## MATERIAL FOR THIS EXERCISE
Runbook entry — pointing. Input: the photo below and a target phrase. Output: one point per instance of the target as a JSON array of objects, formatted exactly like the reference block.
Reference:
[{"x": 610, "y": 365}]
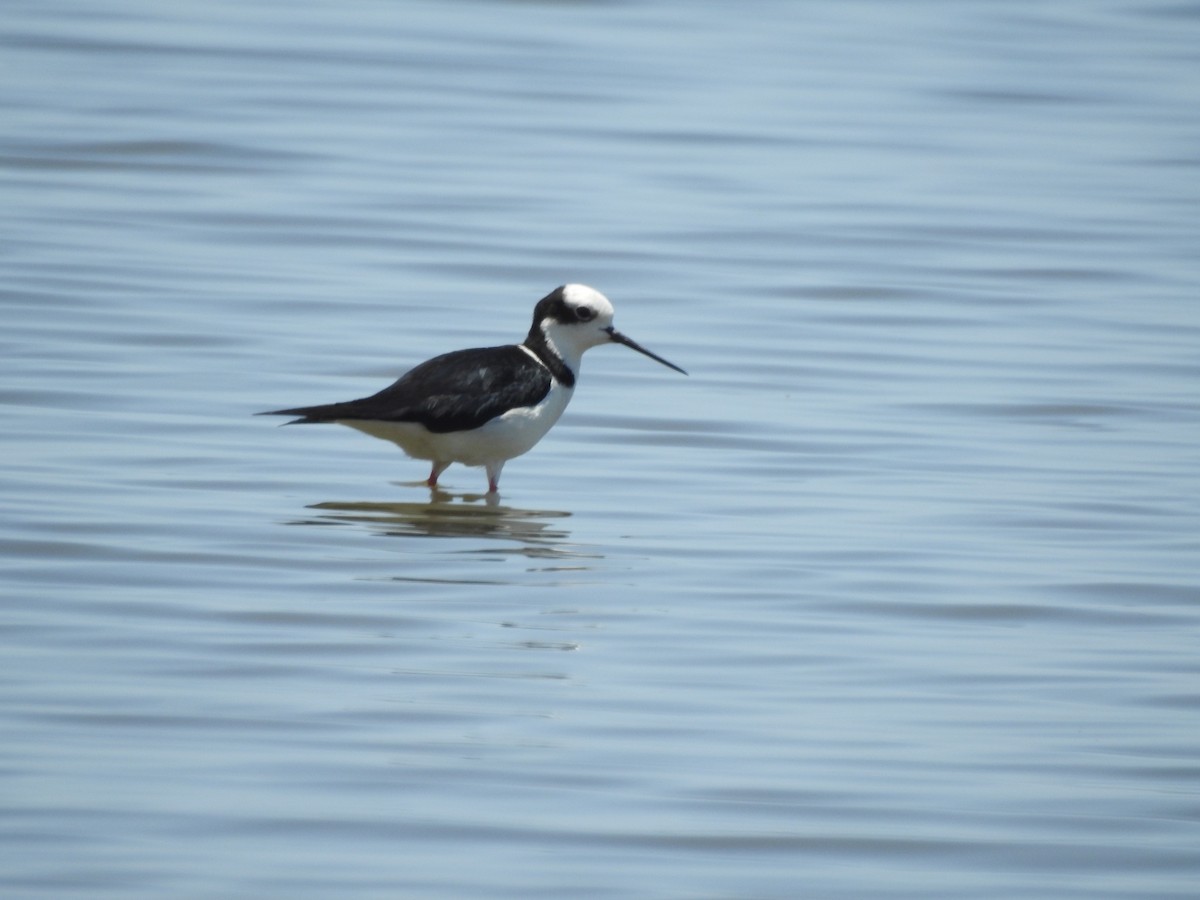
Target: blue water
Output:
[{"x": 898, "y": 594}]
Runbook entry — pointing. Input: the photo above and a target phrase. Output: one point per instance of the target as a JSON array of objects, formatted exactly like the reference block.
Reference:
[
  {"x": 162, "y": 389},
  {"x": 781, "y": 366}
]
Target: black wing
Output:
[{"x": 455, "y": 391}]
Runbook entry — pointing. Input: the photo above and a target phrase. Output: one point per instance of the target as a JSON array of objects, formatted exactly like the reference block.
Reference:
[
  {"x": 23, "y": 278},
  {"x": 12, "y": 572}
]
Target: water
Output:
[{"x": 895, "y": 595}]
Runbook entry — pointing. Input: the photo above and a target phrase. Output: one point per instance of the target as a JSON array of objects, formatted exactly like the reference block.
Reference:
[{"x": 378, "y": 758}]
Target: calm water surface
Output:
[{"x": 898, "y": 594}]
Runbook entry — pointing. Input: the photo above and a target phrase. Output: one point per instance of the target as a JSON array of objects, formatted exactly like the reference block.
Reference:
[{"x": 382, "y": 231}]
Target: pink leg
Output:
[
  {"x": 438, "y": 468},
  {"x": 493, "y": 477}
]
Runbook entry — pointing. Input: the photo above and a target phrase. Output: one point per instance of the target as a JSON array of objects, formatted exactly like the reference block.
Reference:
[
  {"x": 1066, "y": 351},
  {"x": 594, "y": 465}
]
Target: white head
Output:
[{"x": 574, "y": 318}]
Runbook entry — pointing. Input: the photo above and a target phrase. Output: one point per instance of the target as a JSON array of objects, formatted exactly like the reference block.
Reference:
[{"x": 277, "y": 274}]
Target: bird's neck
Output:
[{"x": 562, "y": 365}]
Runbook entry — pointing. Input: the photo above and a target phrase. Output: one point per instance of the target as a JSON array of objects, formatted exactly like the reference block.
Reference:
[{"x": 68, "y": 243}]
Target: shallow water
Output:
[{"x": 897, "y": 594}]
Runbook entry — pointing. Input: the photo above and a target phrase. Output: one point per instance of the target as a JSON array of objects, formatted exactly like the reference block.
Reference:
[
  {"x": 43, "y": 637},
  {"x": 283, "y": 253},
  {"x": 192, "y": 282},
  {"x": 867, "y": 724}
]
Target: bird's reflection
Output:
[{"x": 539, "y": 533}]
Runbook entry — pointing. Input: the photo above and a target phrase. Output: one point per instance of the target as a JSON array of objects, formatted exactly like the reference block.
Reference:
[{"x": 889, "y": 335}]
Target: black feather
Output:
[{"x": 456, "y": 391}]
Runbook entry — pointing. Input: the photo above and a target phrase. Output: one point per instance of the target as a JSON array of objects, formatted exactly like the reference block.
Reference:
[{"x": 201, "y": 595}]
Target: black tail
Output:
[{"x": 309, "y": 415}]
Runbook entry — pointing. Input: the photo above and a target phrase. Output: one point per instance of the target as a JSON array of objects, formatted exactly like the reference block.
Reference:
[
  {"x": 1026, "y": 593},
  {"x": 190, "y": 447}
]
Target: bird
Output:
[{"x": 489, "y": 405}]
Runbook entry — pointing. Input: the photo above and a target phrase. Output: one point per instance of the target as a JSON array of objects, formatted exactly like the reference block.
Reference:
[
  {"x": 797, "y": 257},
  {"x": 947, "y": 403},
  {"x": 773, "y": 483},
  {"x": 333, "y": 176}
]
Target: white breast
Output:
[{"x": 504, "y": 437}]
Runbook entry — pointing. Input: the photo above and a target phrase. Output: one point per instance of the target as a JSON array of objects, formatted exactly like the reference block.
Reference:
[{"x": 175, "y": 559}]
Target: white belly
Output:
[{"x": 504, "y": 437}]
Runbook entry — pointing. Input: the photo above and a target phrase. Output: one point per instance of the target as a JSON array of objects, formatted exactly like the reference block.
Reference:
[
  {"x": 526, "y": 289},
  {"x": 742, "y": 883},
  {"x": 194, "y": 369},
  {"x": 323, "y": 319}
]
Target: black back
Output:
[{"x": 456, "y": 391}]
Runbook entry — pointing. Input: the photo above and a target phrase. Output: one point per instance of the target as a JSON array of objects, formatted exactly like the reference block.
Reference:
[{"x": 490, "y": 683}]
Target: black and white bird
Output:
[{"x": 484, "y": 407}]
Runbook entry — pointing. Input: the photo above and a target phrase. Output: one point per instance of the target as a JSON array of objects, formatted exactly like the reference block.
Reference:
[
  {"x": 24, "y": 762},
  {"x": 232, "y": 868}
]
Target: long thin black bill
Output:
[{"x": 635, "y": 346}]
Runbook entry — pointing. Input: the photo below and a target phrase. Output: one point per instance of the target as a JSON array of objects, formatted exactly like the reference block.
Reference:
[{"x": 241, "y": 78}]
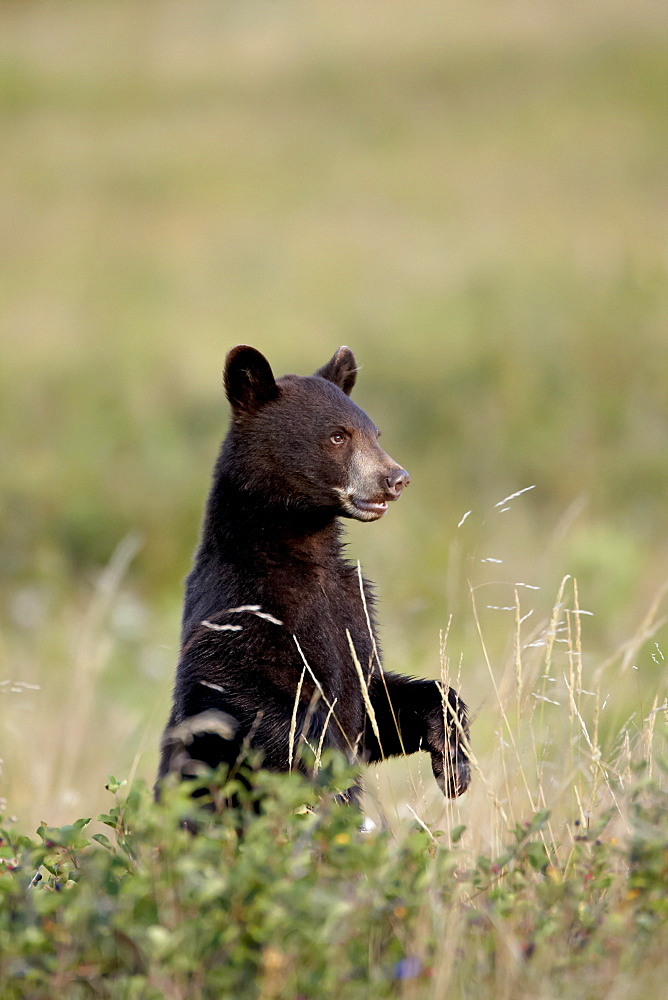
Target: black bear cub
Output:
[{"x": 273, "y": 613}]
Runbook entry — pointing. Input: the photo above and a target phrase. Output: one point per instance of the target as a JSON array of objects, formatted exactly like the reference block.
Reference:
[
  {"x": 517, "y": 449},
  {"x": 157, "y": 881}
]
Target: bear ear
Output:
[
  {"x": 249, "y": 380},
  {"x": 341, "y": 369}
]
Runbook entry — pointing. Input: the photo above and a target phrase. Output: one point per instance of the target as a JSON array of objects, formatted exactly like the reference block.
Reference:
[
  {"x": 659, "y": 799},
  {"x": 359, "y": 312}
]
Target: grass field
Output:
[{"x": 472, "y": 198}]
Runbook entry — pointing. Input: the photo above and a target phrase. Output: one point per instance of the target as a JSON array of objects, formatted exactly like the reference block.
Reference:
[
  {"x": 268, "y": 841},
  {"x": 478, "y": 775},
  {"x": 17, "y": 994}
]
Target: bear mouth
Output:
[{"x": 375, "y": 507}]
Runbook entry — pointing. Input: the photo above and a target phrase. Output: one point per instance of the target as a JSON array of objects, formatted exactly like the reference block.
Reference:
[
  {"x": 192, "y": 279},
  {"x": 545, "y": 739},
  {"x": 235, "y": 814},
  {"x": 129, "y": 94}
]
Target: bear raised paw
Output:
[{"x": 278, "y": 647}]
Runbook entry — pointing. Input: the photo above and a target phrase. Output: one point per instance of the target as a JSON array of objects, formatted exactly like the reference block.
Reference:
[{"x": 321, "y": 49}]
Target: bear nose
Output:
[{"x": 396, "y": 482}]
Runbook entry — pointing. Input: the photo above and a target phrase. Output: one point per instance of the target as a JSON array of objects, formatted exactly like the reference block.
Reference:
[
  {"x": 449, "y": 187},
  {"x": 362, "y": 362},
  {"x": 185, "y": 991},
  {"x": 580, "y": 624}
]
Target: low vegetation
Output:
[{"x": 556, "y": 889}]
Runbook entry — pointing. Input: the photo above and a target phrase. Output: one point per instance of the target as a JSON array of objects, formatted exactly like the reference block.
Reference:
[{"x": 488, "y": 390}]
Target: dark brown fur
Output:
[{"x": 299, "y": 454}]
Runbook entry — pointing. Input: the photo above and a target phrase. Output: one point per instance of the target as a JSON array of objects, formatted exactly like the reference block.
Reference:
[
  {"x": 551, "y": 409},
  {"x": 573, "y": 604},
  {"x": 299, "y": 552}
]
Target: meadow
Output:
[{"x": 473, "y": 199}]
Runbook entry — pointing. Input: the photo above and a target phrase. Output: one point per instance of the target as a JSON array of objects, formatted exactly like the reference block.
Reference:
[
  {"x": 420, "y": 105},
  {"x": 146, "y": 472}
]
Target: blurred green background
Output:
[{"x": 469, "y": 195}]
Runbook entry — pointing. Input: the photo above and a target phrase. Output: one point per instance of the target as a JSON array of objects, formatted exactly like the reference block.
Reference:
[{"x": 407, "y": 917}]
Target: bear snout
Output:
[{"x": 396, "y": 482}]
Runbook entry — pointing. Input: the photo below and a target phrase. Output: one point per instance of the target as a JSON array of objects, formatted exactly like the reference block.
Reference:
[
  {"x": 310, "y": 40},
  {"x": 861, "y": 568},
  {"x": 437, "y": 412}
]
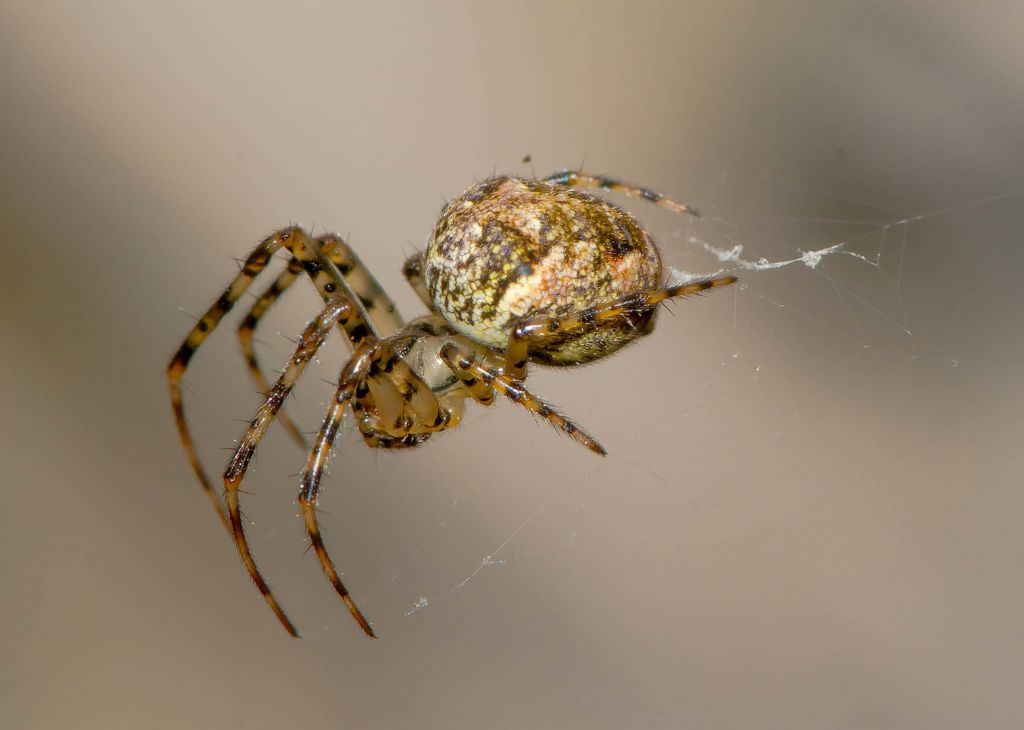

## WRITTEN INSTRUCTION
From the records above, pull out every line that contains the word "white", matching case exactly.

## TASK RESPONSE
Target: white head
Target: white breast
Target: white belly
Target: black and white bird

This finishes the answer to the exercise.